Copy every entry word for word. Skip the pictures.

#### INPUT MATERIAL:
* Start *

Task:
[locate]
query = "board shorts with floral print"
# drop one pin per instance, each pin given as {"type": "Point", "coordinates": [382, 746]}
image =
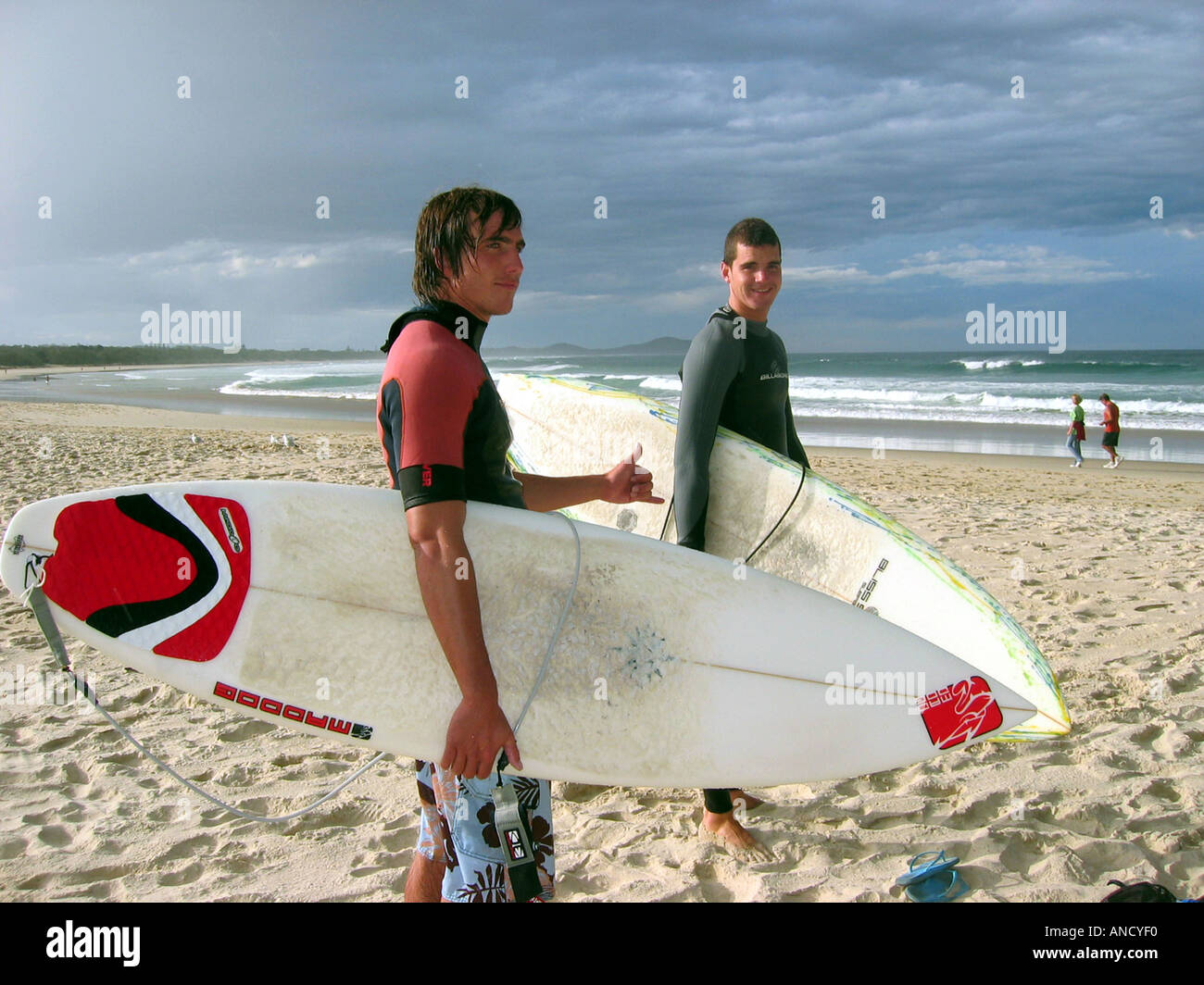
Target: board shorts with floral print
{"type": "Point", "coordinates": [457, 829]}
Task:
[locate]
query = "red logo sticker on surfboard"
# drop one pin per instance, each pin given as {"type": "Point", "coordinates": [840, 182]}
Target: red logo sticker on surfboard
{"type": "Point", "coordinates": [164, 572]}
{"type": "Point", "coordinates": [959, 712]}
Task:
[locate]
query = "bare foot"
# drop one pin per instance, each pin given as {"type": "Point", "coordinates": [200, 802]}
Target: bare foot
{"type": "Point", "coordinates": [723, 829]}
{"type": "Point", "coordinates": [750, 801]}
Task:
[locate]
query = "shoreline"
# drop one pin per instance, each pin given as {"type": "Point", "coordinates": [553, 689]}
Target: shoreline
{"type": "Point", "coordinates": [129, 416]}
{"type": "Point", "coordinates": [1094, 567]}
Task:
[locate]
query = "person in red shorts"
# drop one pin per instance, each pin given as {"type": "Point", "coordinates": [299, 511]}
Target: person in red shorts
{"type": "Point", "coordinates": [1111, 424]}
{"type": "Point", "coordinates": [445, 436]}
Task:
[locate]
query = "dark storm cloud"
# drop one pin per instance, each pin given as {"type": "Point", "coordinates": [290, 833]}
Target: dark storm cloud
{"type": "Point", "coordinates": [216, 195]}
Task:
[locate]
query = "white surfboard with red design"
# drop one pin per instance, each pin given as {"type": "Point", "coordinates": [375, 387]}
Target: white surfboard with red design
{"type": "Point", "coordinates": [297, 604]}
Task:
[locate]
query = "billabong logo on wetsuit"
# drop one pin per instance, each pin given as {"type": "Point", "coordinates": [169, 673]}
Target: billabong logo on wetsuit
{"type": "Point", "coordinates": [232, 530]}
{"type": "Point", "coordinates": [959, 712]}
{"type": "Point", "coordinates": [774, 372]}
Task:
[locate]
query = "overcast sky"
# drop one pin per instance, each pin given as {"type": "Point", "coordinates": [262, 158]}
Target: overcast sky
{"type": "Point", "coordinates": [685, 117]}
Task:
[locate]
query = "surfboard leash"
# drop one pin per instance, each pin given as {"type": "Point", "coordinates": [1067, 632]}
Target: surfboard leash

* End *

#### EXERCISE SOLUTION:
Task:
[locate]
query = "board shorts with floral print"
# drop one pin per instance, each pin given as {"type": "Point", "coordinates": [382, 746]}
image =
Target: board shorts with floral print
{"type": "Point", "coordinates": [457, 829]}
Task:
[locate]
query = "red logo sticker on surfboard"
# drop one pin per instance, each pin given as {"type": "Point", "coordinates": [840, 182]}
Target: red logo sticker on surfboard
{"type": "Point", "coordinates": [164, 572]}
{"type": "Point", "coordinates": [959, 712]}
Task:
[locate]
query = "bare foot"
# drop one pin per instance, each pin given as {"type": "Point", "coordinates": [200, 802]}
Target: bare foot
{"type": "Point", "coordinates": [723, 829]}
{"type": "Point", "coordinates": [750, 801]}
Task:
[locate]
query = "shoreline"
# drop one pin per instance, each pin given as {"type": "Point", "coordinates": [553, 689]}
Target: shoreline
{"type": "Point", "coordinates": [129, 416]}
{"type": "Point", "coordinates": [1094, 567]}
Task:
[locate]
query = "person in red shorts"
# drop one pin per instance, each pin given as {"type": "Point", "coordinates": [299, 511]}
Target: person in red shorts
{"type": "Point", "coordinates": [1111, 424]}
{"type": "Point", "coordinates": [445, 436]}
Task:
[locate]
query = "dark storm cloud"
# drop one pin per instance, each pin given as {"type": "Point", "coordinates": [290, 833]}
Target: dark storm cloud
{"type": "Point", "coordinates": [216, 195]}
Task:
[locate]
query = "white surfboard with red design"
# drop one pin per instance, each pin given as {"type": "Point", "coordinates": [375, 387]}
Target: white surfboard with red design
{"type": "Point", "coordinates": [297, 604]}
Task:
[locate]
query = "billabong logo on wetsuit"
# drop one pin per instance, each pin given as {"type": "Point", "coordinates": [169, 673]}
Target: billabong logo on wetsuit
{"type": "Point", "coordinates": [232, 530]}
{"type": "Point", "coordinates": [959, 712]}
{"type": "Point", "coordinates": [774, 372]}
Task:
[locate]
query = "overcast sky"
# drop one pin per instance, each pin given as {"type": "Point", "coordinates": [262, 158]}
Target: overcast sky
{"type": "Point", "coordinates": [685, 117]}
Task:
[locate]
query = "surfboard leash"
# drop one pin per instance, each pin given as {"type": "Point", "coordinates": [1067, 632]}
Target: surfboard leash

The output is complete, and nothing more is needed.